---------- DATA FOR ANALYSIS

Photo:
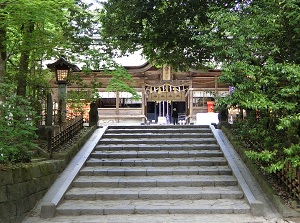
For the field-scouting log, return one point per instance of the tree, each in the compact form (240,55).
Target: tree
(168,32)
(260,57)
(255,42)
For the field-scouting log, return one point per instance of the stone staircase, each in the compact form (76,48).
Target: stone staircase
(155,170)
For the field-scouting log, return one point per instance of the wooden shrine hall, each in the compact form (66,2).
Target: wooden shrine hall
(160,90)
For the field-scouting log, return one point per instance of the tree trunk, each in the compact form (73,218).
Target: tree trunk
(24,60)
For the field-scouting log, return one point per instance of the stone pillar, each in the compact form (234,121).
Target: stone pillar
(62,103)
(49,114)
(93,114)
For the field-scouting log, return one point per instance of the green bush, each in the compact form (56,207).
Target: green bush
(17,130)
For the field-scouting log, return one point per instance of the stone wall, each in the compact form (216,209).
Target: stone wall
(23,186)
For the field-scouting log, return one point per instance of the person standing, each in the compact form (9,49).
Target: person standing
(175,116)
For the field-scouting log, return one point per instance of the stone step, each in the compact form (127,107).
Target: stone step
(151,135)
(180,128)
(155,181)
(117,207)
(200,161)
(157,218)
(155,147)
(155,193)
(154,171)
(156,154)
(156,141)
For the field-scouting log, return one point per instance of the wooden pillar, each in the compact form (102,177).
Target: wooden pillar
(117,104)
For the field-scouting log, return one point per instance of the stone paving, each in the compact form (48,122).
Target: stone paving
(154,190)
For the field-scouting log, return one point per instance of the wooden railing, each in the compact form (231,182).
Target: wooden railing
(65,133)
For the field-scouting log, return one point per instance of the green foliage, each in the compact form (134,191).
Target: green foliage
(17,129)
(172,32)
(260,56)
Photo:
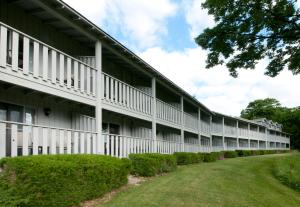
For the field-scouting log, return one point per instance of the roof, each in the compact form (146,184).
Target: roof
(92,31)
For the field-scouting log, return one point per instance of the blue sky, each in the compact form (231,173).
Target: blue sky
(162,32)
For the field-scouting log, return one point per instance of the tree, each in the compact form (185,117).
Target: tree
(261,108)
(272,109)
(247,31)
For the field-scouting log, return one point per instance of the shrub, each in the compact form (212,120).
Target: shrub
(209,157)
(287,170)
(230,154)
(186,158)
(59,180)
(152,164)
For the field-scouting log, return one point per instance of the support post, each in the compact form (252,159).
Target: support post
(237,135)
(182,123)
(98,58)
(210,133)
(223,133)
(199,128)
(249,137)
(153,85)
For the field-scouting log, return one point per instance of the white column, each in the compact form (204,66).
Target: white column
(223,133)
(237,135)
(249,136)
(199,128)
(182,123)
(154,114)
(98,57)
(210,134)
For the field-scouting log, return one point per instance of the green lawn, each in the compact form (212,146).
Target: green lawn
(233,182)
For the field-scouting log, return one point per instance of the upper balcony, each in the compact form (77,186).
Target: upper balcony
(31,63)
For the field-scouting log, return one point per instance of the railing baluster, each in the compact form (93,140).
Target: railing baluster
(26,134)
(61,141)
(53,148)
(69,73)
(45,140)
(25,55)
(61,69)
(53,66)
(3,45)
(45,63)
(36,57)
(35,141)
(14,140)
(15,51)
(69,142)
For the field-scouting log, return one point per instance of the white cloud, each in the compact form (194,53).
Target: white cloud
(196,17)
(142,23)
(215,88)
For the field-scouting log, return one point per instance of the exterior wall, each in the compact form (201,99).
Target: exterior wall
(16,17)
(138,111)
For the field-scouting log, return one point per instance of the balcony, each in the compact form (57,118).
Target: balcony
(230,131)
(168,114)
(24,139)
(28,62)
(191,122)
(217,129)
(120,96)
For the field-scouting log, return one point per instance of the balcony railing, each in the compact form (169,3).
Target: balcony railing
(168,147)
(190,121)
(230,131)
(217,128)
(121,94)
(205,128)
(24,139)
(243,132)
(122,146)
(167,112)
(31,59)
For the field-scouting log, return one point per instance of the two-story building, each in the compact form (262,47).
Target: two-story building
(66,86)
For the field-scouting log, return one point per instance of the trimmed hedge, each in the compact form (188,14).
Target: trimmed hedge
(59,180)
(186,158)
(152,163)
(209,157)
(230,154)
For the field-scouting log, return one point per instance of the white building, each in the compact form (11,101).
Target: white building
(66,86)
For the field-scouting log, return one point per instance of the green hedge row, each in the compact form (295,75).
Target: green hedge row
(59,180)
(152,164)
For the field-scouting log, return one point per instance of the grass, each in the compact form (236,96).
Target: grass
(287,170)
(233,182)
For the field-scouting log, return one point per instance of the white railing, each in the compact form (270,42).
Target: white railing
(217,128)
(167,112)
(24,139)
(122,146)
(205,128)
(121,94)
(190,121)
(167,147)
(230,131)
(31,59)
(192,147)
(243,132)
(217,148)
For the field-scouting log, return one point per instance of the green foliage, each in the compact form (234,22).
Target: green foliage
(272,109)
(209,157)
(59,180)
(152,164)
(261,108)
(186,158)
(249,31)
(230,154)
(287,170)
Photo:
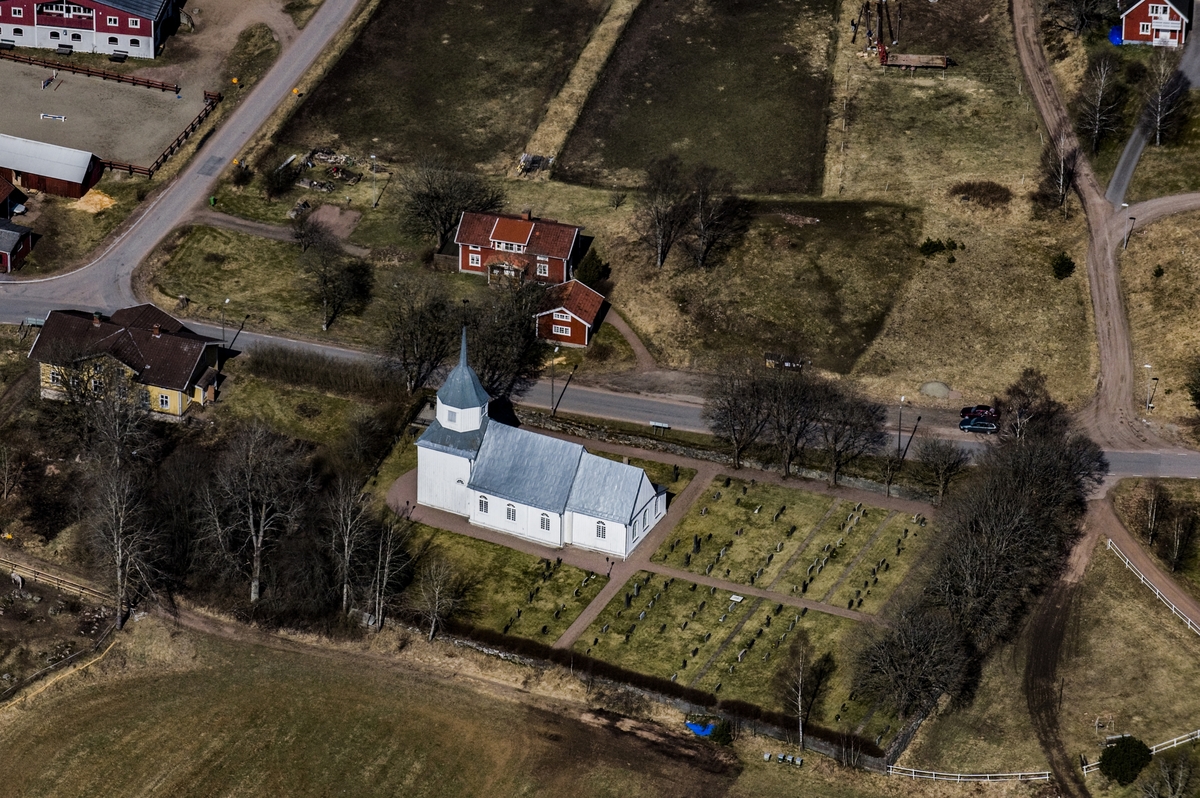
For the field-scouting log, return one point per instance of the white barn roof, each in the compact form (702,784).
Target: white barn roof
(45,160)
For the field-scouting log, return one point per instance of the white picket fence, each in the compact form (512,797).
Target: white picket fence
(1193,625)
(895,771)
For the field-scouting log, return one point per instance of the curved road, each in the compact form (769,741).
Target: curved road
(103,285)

--------------------
---------- DATA FOR ANALYSIS

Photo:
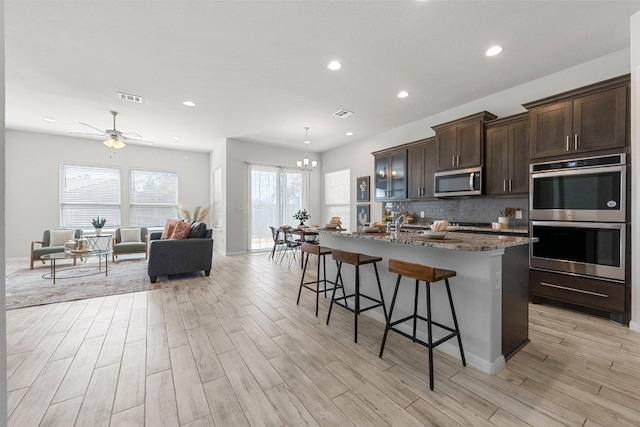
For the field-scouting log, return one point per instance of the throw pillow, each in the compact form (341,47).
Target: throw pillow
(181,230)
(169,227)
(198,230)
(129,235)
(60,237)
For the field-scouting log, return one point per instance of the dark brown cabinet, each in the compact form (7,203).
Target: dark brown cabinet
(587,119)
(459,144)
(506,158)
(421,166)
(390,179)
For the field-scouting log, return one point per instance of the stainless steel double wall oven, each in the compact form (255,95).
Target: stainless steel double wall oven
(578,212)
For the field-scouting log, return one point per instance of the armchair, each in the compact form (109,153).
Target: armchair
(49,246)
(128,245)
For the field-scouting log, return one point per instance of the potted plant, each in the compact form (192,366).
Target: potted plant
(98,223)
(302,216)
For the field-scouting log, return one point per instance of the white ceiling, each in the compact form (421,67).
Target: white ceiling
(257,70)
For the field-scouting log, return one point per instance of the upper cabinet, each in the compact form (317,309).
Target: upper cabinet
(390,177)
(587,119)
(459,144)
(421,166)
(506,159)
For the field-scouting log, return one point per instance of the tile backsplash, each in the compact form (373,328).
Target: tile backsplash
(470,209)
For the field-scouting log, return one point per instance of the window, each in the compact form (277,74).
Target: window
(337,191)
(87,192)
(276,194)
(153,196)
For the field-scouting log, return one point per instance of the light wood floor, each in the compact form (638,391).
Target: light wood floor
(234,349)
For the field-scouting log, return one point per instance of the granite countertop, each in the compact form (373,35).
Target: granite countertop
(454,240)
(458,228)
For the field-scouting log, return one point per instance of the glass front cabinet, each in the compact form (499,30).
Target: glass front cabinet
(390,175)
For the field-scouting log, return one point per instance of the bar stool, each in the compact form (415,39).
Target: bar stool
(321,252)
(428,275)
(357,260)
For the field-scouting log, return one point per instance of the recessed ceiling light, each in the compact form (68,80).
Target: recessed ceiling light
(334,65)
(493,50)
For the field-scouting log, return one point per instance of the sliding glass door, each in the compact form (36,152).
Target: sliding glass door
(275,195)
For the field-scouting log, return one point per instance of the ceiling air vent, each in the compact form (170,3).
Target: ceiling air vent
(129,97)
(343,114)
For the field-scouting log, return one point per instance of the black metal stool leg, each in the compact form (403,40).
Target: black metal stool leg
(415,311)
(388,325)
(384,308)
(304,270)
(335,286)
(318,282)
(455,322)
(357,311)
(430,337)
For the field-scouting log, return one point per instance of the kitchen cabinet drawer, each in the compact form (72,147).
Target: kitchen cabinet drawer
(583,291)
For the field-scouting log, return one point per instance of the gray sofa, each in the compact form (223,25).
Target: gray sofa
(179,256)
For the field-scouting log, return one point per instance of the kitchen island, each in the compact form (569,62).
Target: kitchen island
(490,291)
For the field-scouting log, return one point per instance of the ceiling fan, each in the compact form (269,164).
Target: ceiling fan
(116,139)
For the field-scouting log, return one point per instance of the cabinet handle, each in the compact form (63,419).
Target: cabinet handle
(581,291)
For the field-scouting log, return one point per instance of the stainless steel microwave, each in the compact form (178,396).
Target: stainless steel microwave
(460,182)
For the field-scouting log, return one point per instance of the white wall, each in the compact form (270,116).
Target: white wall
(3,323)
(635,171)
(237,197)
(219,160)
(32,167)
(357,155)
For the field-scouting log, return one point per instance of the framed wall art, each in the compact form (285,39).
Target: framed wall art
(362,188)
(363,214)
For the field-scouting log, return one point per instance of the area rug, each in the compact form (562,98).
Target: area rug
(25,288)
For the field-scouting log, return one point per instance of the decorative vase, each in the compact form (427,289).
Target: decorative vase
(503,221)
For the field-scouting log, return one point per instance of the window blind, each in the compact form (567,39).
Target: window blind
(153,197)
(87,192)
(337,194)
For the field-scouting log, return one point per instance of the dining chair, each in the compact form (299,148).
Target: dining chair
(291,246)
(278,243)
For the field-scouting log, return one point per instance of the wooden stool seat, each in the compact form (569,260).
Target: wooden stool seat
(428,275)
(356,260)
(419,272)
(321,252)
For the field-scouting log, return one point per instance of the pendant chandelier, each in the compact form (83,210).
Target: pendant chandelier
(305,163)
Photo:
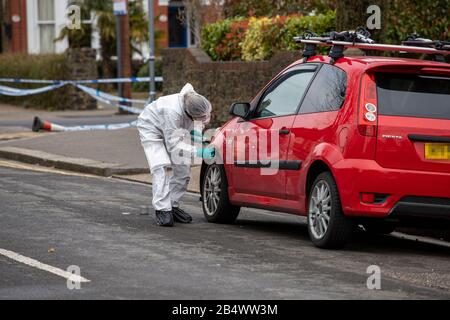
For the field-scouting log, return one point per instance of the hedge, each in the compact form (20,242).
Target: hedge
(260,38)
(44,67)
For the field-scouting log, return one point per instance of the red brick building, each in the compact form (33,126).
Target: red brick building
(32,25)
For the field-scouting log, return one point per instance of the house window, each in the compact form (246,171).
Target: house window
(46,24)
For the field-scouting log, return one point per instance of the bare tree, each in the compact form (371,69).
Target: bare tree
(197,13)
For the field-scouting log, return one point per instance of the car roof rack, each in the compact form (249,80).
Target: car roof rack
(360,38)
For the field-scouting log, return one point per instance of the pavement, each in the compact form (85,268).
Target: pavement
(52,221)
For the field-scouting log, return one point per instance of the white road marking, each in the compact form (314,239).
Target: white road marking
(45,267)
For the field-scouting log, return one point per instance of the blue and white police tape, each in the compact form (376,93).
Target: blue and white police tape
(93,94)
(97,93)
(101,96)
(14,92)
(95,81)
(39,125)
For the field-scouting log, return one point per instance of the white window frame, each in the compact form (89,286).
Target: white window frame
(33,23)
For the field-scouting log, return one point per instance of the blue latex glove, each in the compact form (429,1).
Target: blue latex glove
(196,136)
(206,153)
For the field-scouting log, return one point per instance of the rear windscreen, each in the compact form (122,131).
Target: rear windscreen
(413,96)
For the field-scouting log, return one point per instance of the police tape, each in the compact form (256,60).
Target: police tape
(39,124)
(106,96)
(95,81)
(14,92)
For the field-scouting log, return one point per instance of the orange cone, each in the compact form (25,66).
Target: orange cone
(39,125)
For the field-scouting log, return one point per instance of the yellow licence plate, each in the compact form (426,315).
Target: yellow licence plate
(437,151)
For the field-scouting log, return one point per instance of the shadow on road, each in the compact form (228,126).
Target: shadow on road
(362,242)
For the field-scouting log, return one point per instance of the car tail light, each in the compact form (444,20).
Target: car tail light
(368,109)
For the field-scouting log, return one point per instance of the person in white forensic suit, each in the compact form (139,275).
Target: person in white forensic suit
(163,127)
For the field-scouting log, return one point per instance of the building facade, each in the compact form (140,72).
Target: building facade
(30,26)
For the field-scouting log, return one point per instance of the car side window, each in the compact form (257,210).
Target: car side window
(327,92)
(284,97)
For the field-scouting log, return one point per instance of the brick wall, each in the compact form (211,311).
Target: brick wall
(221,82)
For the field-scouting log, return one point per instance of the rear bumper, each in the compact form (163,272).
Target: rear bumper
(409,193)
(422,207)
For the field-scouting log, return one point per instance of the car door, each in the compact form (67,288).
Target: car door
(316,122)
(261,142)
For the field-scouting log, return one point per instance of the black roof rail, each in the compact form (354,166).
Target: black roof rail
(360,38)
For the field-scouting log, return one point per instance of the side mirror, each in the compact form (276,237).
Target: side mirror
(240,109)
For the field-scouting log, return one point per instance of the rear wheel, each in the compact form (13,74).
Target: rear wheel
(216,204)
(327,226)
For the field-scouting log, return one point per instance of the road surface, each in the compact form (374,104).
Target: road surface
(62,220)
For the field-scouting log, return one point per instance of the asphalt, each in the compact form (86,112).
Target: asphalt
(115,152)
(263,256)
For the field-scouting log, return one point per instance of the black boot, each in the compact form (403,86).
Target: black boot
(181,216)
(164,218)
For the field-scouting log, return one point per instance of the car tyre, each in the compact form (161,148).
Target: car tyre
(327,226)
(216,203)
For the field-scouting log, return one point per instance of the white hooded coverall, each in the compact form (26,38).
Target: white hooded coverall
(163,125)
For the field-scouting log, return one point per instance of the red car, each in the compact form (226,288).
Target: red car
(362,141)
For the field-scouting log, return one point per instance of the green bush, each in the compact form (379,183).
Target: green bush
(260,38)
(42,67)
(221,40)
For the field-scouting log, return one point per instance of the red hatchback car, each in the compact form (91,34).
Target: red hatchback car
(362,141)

--------------------

▸ INSTRUCTIONS TO FOLLOW
Return exactly the lines above from the line that has "Target: kitchen cabinet drawer" through the line that has "compact form (569,62).", inclusive, and nothing else.

▸ PROBLEM SOLUTION
Target: kitchen cabinet drawer
(583,291)
For the field-scouting log, return one point per instance of the gray sofa, each in the compact form (223,25).
Target: gray sofa
(179,256)
For the field-scouting log, return one point per instance of the kitchen island, each in the compact form (569,62).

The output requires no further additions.